Part of a data file
(begin)
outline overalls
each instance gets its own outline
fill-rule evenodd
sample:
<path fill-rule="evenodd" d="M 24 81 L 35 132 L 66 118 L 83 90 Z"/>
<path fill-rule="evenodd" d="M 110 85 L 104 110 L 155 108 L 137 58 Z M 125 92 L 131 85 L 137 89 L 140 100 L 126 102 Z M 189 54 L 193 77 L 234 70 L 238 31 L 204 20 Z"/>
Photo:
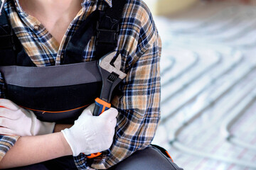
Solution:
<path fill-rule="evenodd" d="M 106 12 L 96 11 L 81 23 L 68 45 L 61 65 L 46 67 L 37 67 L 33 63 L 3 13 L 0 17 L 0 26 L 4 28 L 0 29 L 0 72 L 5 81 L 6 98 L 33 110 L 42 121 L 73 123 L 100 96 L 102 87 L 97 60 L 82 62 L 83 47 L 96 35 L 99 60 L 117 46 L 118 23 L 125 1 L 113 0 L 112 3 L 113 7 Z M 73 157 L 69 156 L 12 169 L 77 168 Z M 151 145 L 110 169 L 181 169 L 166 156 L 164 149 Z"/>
(end)
(begin)
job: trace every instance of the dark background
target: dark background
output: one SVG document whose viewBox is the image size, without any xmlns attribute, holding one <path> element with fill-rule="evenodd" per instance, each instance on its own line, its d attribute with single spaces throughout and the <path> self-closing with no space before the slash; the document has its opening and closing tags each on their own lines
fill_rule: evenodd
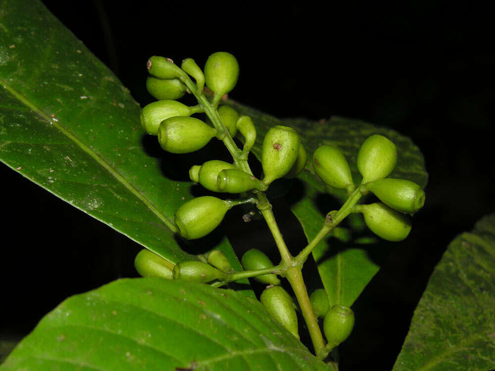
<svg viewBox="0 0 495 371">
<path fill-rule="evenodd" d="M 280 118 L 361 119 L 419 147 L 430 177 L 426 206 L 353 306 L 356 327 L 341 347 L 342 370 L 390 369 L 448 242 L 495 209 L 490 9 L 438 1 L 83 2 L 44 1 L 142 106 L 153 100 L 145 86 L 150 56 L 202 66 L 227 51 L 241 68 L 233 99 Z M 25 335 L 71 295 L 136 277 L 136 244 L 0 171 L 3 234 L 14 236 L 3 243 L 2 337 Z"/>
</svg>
(end)
(begin)
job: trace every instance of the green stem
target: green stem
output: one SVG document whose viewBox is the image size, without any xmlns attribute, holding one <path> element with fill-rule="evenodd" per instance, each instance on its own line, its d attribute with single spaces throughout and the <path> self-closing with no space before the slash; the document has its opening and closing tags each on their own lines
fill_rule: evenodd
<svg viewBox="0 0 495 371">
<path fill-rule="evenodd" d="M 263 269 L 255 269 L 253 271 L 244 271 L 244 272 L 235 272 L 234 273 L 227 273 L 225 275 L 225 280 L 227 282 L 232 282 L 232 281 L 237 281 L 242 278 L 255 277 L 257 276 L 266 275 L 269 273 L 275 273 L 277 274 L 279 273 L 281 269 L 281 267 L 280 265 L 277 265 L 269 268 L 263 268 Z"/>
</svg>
(end)
Pick out every line in the rows above that contains the word "stem", and copy each one.

OUTPUT OF THE EXERCISE:
job: trace every instance of the green stem
target: green stem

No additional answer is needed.